**YOUR GOAL:**
Copy word for word the lines from the line containing "Reviewer note: confirm each instance of the green leaf" through the line containing "pixel 172 224", including both of those lines.

**DATA PROVIDED:**
━━━━━━
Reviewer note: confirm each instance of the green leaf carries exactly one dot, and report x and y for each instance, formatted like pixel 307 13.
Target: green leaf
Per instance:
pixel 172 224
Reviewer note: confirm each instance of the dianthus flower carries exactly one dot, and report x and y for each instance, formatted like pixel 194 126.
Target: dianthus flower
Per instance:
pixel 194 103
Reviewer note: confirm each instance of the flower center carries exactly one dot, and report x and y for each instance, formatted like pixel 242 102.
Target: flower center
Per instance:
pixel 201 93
━━━━━━
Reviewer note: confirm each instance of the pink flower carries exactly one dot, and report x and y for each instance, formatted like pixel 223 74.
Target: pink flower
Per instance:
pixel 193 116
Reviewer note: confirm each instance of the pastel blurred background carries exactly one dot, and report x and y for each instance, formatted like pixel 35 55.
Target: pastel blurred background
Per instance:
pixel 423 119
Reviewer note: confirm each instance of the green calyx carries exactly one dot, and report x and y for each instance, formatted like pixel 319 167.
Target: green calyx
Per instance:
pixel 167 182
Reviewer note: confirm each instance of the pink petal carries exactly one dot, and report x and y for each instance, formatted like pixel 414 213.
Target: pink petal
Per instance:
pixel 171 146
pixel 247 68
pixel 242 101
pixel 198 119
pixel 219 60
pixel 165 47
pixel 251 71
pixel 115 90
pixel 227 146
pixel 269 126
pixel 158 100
━━━━━━
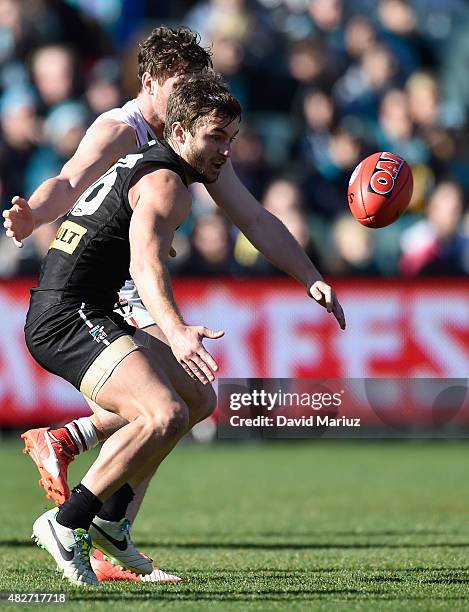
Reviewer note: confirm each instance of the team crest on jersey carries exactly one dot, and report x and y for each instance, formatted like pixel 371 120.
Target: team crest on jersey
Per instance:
━━━━━━
**EXPECTED ANSWER:**
Reviewer note: confirm each instance of the green leaf carries exactly one dot, and report x and y for each instance, formatted like pixel 307 13.
Target: green leaf
Per instance:
pixel 172 224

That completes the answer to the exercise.